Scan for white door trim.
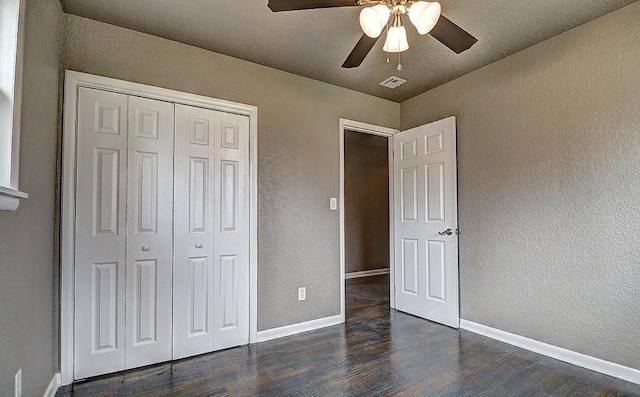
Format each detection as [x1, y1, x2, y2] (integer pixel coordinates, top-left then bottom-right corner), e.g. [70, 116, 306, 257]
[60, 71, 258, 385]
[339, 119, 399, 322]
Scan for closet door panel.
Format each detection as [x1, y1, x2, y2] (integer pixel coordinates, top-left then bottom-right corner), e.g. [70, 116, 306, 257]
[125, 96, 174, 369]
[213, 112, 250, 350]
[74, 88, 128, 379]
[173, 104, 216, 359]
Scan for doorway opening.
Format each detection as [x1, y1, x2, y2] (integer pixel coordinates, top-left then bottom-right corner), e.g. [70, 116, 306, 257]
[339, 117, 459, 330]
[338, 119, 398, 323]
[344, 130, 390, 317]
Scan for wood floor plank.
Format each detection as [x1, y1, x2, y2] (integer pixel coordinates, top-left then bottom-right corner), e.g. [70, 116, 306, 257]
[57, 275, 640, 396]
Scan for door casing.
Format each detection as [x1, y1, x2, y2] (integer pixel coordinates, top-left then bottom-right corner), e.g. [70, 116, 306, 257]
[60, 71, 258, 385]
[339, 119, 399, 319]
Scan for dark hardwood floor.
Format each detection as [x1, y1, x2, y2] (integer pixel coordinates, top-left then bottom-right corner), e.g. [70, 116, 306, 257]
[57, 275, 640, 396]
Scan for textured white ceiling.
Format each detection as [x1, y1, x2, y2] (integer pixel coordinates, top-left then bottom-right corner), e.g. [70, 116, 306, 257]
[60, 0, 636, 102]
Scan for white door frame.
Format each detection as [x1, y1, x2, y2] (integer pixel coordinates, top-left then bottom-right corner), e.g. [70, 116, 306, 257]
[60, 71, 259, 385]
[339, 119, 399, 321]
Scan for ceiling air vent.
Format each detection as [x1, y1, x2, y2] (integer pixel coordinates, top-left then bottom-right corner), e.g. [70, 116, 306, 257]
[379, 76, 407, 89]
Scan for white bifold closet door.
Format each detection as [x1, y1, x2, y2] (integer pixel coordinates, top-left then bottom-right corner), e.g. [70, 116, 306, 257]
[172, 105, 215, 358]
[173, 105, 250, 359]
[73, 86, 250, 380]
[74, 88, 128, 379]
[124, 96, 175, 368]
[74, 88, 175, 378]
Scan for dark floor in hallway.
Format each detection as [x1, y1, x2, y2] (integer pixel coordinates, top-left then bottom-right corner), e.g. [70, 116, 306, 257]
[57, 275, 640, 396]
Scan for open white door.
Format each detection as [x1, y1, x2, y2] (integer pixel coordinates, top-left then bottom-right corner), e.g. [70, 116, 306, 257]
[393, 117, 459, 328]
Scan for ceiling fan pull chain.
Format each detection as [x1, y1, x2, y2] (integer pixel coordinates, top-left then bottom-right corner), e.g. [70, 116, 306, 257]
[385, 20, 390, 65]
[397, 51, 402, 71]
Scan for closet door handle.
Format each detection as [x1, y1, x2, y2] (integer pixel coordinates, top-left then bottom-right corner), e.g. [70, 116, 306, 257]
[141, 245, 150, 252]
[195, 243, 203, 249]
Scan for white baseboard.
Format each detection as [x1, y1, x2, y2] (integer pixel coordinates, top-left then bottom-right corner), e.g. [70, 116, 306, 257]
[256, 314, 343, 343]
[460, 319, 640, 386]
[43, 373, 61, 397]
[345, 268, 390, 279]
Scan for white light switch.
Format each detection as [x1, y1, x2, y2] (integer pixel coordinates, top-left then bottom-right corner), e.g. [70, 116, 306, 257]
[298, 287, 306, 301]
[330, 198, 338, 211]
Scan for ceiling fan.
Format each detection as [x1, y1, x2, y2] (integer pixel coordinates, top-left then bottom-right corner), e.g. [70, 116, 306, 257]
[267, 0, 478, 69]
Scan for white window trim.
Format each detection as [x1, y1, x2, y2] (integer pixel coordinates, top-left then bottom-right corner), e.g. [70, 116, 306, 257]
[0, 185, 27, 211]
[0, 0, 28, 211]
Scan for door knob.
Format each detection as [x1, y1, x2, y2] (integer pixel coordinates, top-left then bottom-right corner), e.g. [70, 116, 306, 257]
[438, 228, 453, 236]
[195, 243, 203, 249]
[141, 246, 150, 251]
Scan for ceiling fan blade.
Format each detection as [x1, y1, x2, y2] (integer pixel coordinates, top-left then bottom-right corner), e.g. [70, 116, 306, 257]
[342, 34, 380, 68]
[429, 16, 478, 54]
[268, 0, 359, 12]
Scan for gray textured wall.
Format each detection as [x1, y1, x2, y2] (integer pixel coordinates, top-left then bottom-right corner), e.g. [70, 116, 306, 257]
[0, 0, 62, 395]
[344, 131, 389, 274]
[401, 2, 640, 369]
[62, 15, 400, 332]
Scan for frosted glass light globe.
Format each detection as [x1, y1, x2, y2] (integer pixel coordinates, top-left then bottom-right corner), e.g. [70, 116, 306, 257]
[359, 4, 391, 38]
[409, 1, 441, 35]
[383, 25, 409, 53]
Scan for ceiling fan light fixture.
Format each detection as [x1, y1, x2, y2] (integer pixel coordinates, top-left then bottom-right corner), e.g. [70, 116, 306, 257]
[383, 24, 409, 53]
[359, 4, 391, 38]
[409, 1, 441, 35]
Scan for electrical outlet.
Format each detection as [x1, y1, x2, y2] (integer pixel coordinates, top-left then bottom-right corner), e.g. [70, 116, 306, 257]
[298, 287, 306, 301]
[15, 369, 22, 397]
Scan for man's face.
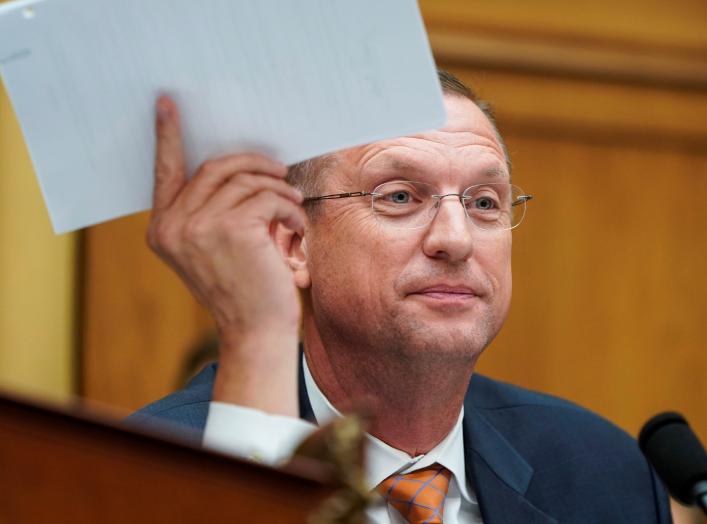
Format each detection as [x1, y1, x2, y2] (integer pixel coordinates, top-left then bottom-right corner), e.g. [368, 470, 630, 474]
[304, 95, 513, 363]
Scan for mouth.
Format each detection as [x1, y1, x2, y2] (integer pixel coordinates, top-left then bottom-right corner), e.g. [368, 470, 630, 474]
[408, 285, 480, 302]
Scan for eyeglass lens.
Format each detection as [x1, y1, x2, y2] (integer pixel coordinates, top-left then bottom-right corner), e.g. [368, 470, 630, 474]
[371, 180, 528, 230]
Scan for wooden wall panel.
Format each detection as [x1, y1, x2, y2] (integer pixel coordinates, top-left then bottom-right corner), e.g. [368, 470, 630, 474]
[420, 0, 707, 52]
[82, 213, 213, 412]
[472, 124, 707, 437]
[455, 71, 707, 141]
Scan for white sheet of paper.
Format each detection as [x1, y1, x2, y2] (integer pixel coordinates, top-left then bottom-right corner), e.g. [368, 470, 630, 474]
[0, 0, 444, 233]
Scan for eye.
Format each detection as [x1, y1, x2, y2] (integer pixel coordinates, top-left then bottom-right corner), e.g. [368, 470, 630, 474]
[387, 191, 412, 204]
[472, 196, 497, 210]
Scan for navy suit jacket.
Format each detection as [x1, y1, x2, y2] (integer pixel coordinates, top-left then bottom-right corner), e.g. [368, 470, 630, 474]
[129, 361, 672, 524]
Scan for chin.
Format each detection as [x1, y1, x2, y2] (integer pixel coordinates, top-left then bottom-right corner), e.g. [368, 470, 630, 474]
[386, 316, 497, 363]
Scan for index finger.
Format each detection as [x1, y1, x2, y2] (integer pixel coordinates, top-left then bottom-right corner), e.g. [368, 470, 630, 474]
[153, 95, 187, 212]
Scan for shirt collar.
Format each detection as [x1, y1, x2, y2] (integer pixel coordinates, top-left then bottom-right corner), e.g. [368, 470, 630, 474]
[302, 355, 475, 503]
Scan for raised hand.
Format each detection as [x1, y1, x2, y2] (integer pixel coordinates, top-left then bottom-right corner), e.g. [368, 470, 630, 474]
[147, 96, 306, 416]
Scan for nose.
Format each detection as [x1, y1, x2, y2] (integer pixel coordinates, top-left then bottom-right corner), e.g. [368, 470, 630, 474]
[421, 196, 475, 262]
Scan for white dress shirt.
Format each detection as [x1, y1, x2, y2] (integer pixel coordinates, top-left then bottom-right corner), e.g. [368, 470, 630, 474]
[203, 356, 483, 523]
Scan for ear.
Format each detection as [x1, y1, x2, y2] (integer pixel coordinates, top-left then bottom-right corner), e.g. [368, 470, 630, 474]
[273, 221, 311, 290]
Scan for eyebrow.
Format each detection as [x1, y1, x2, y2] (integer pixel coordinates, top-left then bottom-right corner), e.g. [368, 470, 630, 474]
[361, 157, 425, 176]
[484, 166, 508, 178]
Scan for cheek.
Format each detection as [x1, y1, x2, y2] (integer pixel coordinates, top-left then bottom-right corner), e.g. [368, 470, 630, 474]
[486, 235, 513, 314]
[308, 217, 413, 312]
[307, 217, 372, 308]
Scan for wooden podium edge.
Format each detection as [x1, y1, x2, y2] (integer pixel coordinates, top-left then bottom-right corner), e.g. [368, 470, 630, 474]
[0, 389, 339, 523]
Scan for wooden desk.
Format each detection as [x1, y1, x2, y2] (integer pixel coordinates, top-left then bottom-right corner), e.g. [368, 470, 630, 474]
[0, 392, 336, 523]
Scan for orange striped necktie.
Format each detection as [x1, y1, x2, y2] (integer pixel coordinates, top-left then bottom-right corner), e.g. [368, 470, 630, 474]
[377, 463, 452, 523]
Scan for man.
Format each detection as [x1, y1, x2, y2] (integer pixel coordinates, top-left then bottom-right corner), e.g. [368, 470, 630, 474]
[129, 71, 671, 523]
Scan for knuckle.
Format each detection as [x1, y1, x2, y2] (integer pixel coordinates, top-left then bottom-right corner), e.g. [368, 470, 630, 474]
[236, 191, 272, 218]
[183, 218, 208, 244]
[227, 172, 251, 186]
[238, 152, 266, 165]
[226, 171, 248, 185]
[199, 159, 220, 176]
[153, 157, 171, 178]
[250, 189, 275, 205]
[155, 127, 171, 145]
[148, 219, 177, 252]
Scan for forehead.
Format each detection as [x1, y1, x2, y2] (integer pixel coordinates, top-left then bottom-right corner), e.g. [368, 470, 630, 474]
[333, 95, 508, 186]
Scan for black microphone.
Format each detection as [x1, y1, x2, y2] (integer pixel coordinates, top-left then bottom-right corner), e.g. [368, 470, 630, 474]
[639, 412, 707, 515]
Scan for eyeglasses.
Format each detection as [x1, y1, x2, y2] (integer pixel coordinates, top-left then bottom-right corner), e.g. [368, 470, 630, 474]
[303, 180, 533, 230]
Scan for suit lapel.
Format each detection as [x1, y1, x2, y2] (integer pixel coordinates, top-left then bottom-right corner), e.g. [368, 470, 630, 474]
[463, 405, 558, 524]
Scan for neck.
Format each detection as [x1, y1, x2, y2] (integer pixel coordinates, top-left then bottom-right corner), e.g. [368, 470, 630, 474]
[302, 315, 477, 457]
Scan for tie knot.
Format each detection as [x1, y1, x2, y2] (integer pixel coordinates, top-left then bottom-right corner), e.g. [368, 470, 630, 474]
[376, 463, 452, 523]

○ ○ ○ ○ ○

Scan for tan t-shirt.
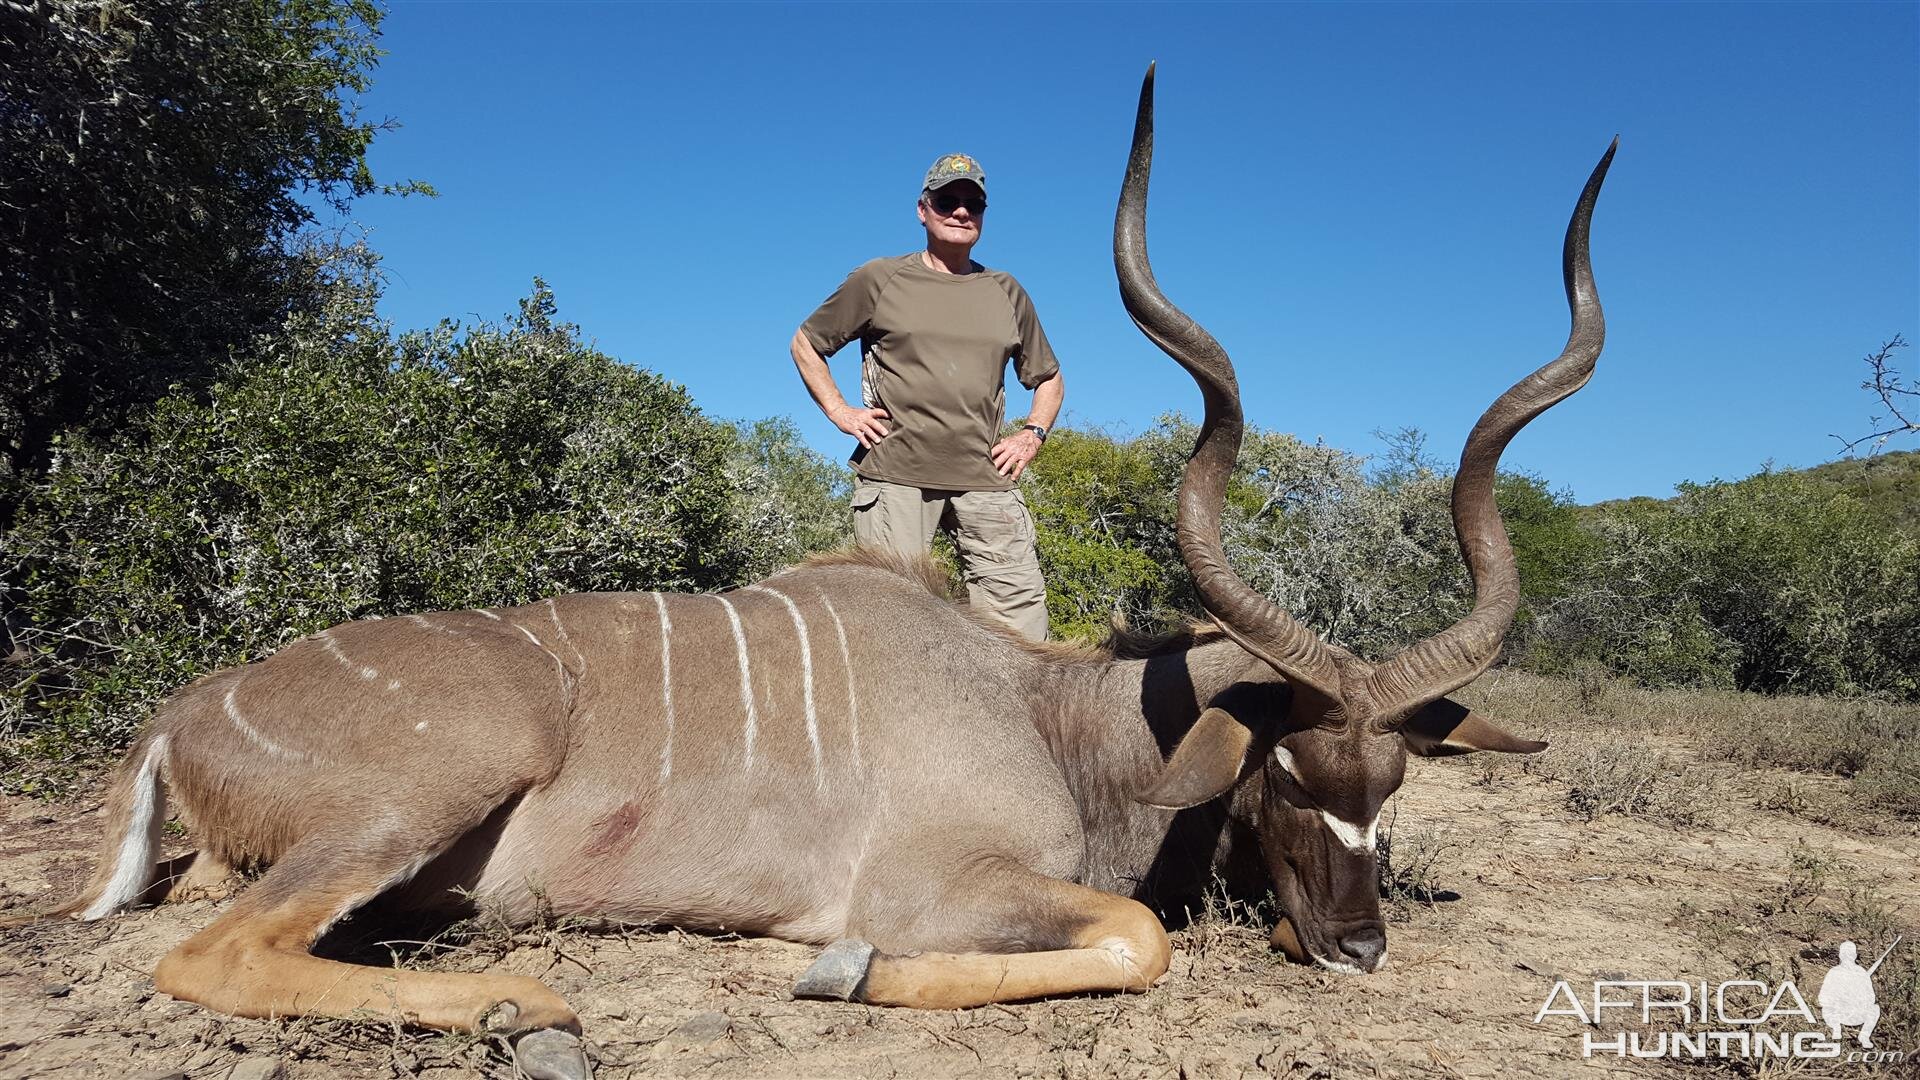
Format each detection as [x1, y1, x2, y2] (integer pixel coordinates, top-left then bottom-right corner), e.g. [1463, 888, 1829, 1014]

○ ○ ○ ○ ○

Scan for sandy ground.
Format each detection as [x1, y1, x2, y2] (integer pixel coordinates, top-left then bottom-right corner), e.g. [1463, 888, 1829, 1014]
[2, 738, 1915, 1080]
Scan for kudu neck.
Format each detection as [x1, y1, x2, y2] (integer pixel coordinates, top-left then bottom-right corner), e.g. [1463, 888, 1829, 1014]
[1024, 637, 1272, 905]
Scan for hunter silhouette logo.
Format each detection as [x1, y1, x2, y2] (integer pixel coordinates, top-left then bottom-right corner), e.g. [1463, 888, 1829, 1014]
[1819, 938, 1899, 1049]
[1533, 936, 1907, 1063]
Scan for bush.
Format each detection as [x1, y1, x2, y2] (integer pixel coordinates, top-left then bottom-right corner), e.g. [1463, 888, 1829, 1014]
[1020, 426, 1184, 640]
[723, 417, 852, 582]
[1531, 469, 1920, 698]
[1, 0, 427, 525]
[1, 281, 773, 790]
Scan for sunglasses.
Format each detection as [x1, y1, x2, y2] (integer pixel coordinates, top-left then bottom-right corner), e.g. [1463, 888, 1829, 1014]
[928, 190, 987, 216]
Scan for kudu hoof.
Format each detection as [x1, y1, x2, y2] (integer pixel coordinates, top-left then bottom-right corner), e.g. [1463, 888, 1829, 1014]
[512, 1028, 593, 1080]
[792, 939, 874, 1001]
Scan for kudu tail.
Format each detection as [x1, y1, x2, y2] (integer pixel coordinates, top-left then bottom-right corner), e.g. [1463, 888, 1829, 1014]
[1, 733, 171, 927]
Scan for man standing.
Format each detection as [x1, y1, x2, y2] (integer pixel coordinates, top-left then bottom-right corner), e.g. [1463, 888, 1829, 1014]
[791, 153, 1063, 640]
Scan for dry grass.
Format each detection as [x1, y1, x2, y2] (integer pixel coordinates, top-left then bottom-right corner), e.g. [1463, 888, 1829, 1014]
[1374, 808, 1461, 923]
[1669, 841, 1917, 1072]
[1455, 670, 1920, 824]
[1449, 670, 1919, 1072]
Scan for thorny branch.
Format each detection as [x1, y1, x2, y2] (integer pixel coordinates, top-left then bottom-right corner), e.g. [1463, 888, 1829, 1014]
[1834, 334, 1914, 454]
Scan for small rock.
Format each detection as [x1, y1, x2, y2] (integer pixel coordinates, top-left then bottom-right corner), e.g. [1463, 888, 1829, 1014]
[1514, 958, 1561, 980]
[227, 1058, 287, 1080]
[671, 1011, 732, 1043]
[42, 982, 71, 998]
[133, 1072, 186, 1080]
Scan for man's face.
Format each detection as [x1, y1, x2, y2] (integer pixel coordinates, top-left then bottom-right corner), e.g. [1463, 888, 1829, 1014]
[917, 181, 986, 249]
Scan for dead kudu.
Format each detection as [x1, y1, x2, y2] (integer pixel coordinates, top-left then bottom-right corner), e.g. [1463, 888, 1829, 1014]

○ ○ ○ ○ ○

If a line of the data contains "trim", copy it out.

» Task answer
Scan for white door trim.
Scan for white window trim.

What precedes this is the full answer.